## [Work to complete]
Without the pictures, set down the records below word for word.
++++
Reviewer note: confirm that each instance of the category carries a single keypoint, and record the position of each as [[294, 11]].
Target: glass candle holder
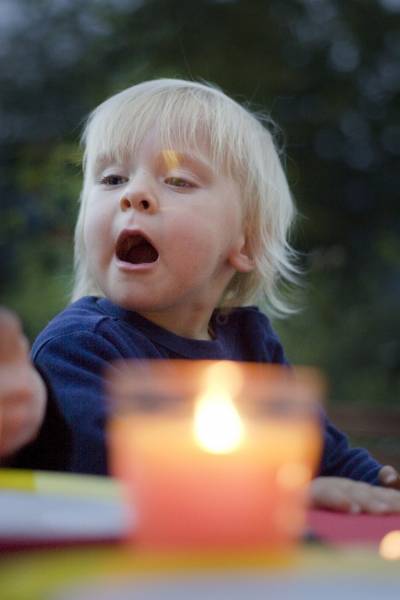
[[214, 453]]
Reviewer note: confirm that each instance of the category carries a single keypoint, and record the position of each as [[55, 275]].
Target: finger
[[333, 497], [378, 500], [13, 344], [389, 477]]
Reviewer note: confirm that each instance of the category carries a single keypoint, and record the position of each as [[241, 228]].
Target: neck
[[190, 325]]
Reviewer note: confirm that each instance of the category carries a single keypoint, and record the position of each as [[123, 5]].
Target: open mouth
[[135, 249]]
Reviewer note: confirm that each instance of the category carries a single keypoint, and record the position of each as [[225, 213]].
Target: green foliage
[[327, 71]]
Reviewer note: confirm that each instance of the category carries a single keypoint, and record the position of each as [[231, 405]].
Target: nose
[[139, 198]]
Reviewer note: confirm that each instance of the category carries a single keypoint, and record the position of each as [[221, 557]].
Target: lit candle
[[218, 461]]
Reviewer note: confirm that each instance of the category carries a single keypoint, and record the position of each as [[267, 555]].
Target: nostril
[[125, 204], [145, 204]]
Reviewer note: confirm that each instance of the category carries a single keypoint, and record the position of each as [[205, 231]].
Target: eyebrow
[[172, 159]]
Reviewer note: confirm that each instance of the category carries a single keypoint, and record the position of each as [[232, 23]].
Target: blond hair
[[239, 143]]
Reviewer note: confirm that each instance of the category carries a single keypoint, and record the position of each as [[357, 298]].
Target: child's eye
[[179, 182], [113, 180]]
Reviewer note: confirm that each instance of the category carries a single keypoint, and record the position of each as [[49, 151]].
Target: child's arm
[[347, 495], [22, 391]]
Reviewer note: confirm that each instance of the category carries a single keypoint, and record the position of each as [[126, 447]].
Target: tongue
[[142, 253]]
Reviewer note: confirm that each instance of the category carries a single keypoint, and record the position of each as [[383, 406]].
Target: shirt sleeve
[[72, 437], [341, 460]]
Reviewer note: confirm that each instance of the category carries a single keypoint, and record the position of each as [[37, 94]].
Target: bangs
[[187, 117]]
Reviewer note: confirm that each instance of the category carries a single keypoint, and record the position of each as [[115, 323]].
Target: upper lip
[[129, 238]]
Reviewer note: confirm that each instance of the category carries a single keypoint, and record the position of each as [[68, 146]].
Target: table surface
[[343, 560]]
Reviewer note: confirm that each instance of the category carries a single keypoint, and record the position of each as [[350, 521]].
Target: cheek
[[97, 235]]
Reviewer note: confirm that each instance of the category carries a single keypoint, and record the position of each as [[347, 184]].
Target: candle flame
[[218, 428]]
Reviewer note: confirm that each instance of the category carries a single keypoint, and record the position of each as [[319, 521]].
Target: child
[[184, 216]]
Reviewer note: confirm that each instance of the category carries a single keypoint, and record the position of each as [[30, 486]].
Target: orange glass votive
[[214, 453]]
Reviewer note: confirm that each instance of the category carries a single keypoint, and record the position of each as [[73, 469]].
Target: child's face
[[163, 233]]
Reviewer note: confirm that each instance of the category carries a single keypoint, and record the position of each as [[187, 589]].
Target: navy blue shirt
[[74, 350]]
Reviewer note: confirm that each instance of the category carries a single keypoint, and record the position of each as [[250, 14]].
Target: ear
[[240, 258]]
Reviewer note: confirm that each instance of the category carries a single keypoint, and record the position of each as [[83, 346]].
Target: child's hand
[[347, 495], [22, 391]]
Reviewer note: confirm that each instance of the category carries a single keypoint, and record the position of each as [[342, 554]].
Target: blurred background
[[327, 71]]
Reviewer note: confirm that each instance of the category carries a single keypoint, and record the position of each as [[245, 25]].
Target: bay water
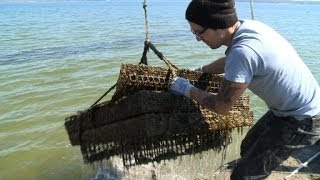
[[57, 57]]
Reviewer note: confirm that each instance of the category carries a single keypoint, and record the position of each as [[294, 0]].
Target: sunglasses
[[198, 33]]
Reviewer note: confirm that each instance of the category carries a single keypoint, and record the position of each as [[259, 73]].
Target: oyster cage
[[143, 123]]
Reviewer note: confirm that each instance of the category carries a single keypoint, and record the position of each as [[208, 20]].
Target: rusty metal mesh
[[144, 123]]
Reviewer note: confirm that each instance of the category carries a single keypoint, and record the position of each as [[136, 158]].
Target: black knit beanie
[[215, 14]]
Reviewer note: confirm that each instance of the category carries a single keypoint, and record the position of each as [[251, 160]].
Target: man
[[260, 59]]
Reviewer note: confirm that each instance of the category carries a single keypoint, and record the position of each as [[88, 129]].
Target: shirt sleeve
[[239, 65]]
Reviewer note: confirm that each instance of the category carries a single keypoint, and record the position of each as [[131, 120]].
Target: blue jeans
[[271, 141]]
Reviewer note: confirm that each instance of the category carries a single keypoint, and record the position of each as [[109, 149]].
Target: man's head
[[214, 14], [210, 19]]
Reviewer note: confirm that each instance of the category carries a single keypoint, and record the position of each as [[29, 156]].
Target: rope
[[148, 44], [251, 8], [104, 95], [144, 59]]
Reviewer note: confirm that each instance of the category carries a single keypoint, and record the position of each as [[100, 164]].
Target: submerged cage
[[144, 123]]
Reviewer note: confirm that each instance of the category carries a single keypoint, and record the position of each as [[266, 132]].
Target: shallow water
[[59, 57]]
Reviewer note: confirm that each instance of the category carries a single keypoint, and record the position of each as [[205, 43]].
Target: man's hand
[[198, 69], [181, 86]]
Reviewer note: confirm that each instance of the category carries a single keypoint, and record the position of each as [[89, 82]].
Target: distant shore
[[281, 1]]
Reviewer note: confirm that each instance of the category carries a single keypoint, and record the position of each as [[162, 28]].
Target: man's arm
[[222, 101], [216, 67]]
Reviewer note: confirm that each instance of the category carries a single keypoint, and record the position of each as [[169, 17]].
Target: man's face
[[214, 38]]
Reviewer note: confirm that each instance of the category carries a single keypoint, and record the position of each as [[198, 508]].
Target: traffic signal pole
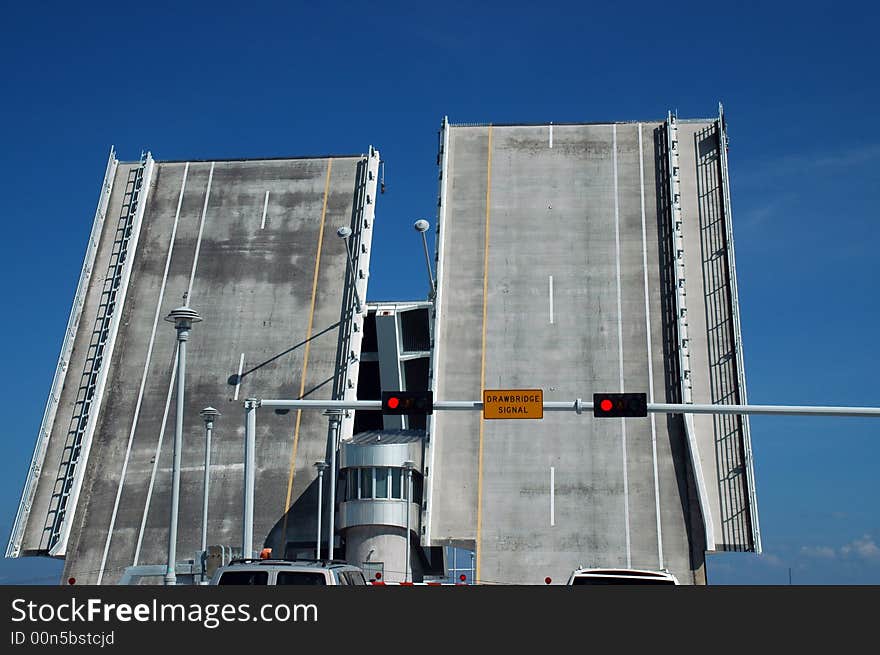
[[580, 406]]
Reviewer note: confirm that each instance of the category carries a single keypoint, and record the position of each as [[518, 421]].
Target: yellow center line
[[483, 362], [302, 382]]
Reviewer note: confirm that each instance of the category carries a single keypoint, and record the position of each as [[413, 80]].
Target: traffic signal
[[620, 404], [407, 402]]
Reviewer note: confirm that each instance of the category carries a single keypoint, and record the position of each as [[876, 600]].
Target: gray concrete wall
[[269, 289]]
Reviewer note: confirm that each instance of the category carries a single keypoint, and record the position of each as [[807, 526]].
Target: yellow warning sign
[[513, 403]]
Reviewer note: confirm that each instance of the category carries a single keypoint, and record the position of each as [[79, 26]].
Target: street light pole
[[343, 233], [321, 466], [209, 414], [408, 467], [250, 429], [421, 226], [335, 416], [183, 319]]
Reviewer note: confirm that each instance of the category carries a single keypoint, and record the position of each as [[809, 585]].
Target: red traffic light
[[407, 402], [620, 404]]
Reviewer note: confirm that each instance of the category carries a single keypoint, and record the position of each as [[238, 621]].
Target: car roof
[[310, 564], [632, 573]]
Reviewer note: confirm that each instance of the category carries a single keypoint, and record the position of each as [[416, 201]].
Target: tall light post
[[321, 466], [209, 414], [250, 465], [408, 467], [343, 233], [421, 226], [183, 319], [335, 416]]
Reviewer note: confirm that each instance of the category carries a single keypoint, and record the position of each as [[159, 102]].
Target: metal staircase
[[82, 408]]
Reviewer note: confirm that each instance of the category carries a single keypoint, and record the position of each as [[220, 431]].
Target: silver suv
++++
## [Expected answer]
Reviewer note: confirm that each instance of the category carries a single keypoint, and record the position of each as [[294, 11]].
Target: glass candle holder
[[214, 453]]
Reviewer note: confirm that each instance of the category carries a single keypoint, and record the position of each as [[55, 275]].
Target: finger
[[333, 497], [378, 500], [13, 344], [389, 477]]
Reviewer note: confirm that each instance of the category carries a single keypoint, and record the position of each as [[241, 228]].
Target: neck
[[190, 325]]
Reviewer note: confirm that each instance of the category carries a single keypoint, and record the position of each as [[123, 5]].
Target: open mouth
[[135, 249]]
Reviewer note: confirm that each instance of the category carries a single keypoint, and record the position of each as [[225, 213]].
Target: green foliage
[[327, 71]]
Reviewer note: confirm that each instance of the category carries a single keypoint, and record the position of each as [[231, 405]].
Target: nose
[[139, 198]]
Reviewer note: confirm that each instance of the category carries a single keypoint, and record the position of each as [[221, 557]].
Target: lit candle
[[218, 461]]
Reviewer note: confirm that each instance of the category carries a single keypoint, and record the position of each as [[267, 555]].
Target: nostril
[[125, 204], [145, 204]]
Reviewer note: confirm that each instance of the category carries a single keypoint, and record the position of each as [[205, 231]].
Target: eyebrow
[[172, 159]]
Reviewer note: confirm that each instance of the category carries a single keypoint, and record the position of each as [[232, 23]].
Target: blond hair
[[239, 143]]
Reviewer note: confirm that each instance of the category carries a single keypoint, and record the position of each as [[357, 298]].
Target: child's eye
[[179, 182], [113, 180]]
Reviewer note: confirm that each instance of the category carries a single keypoint, and record the position of each as [[49, 151]].
Target: child's arm
[[347, 495], [22, 391]]
Reviewer note: confirm that each instance of the category carries a single keypoint, and record the position of each as [[126, 447]].
Target: tongue
[[142, 253]]
Reviewer note: confirm that each instance of the category carries a single keypoint, and record the position of each as [[383, 406]].
Target: shirt sleeve
[[72, 437], [341, 460]]
Reviewer note: confirm that each instance of the category carries a single keypoint, and record the position of each as [[37, 94]].
Target: bangs
[[187, 117]]
Reviewer note: confirm that each instance of the category carries a single keypoint, and record the position of each as [[115, 323]].
Target: upper lip
[[129, 238]]
Reviewer note: confirm that each instance of the category carries a single keypoint, and record the position of each as [[68, 146]].
Target: table surface
[[343, 560]]
Reviewer note: confirm that each instance of the category carries a single keypoint, and record the position of each as [[350, 521]].
Target: cheek
[[97, 235]]
Reviewer note: confirm that each instance of the category carries a single keypoint, and record the position of each as [[347, 184]].
Target: candle flame
[[218, 428]]
Reviewer note: confirm that each instance of the category carries a single keypoint, and record the position of each as [[319, 521]].
Target: child
[[184, 216]]
Reviewer note: confirm that each instance of the category carries a single keypoint, and record the position of each as [[30, 486]].
Target: orange glass votive
[[214, 453]]
Reviewer note: confirm that each instance of the category carries a single keypoint, and record the position of each as [[73, 469]].
Target: child's face
[[163, 233]]
Reviewer note: confirm that each instance of the category carries a single keypoint, and record the position of each as [[187, 589]].
Target: navy blue shirt
[[74, 350]]
Reviewer note: confirm that each instance of the category carries a single keypoint, and record the position of each as [[250, 14]].
Target: ear
[[240, 258]]
Reviewer note: confirm that each instance of the category carries a single keypoint, and record the position of each as [[83, 346]].
Target: child's hand
[[347, 495], [22, 391]]
Reviewer note: confirm that each instance of the category carries a single keypoint, and record the position of each as [[342, 554]].
Target: blurred background
[[327, 71]]
Reviewer note: confirm that each instance of the category carries a single keypoint, and record the position of each as [[245, 25]].
Target: bay water
[[57, 57]]
Reviewer note: confirm that each instance of the category carries a single keypoint, and record the position of each as [[294, 0]].
Target: sunglasses
[[198, 33]]
Reviewer note: confirm that each instance of the category carries a single keypoint, and record the position of each as [[259, 73]].
Target: oyster cage
[[143, 123]]
Reviewer note: confirm that each instance of the category carries a single keypoint, and record the position of each as [[208, 20]].
Target: rusty metal mesh
[[144, 123]]
Reviewer note: confirm that each instance of the category carries a single keypoint, and record the position of each as [[136, 158]].
Target: black knit beanie
[[215, 14]]
Reviewer note: confirm that each instance of the category carries a single keypoint, and record the position of each as [[251, 160]].
Target: man
[[260, 59]]
Reviewer note: confirm that each instance of the category carries a single keypoint, and record the position of each as [[88, 129]].
Target: shirt sleeve
[[239, 65]]
Reviewer note: confirm that each instance of the category carries a single keypoint, and record the position of each as [[131, 120]].
Target: blue jeans
[[271, 141]]
Reviewer note: confirm that each instance of the category carries a single keypoint, and record the position of each as [[109, 149]].
Target: man's head
[[214, 14], [210, 19]]
Reviewer note: confirm that each instance of the category carries a single keypoint, and record the position of each as [[29, 156]].
Target: rope
[[148, 44], [251, 8], [104, 95], [144, 59]]
Reviewer note: confirm that each instance of the category carries a single keypoint, and record the position of each as [[100, 164]].
Target: submerged cage
[[144, 123]]
Reviewer note: confirm that each instance of the category carries a single keypoint, and record the position of each as [[266, 132]].
Target: shallow water
[[59, 57]]
Reviewer note: confirm that each instance of the category carries a single keypoint, and record the position of each as [[205, 43]].
Target: man's hand
[[198, 69], [181, 86]]
Reviewer note: confirm that each instance of the category carries a single keypoint, and record the position of each as [[89, 82]].
Target: distant shore
[[281, 1]]
Reviewer note: confirm that each instance of the category carries a single keypoint, and record the position of each as [[162, 28]].
Target: man's arm
[[222, 101], [216, 67]]
Reviewer note: confirm that each instance of the category carries a single keypoint, and record the position of each as [[169, 17]].
Target: man's face
[[214, 38]]
Reviewer note: confirm that each instance of the category carries a single keypoint, and record the position of each as [[198, 508]].
Target: traffic signal pole
[[580, 406]]
Reviewer note: confirm that each instance of the category carries a single keypoint, and record the position of each as [[518, 421]].
Target: yellow center line
[[483, 362], [302, 382]]
Reviewer note: confirm that each instance of the category carries a single keypoint, and record the position of each as [[413, 80]].
Target: traffic signal
[[620, 404], [407, 402]]
Reviewer note: confirm that each instance of the category carries a single keypoint, and record the position of each as [[876, 600]].
Target: gray concrete wall
[[269, 289]]
Reviewer note: confirm that each instance of the category carries a single keypoint, and record the position of each as [[807, 526]].
Target: yellow warning sign
[[513, 403]]
Reviewer note: confirm that each instance of the category carries a single keypoint, and record the position of each as [[79, 26]].
Target: street light pole
[[343, 233], [321, 466], [209, 414], [408, 467], [250, 429], [421, 226], [335, 416], [183, 319]]
Reviewer note: confirm that each instance of the category carries a single keypoint, and record the position of each as [[809, 585]].
Target: red traffic light
[[407, 402], [620, 404]]
Reviewer note: confirm that each instance of the category carries a single keypoint, and record the position of each as [[238, 621]].
Target: car roof
[[310, 564], [632, 573]]
Reviewer note: confirm that each instance of the category carries a single keypoint, and record the position of each as [[416, 201]].
Target: tall light post
[[321, 466], [209, 414], [250, 465], [408, 467], [343, 233], [421, 226], [183, 319], [335, 416]]
Reviewer note: confirm that each instance of the category carries a single keypoint, and record the position of each as [[159, 102]].
Target: metal staircase
[[82, 408]]
Reviewer note: confirm that each instance of the category carries a single keypoint, and record the position of each as [[220, 431]].
Target: silver suv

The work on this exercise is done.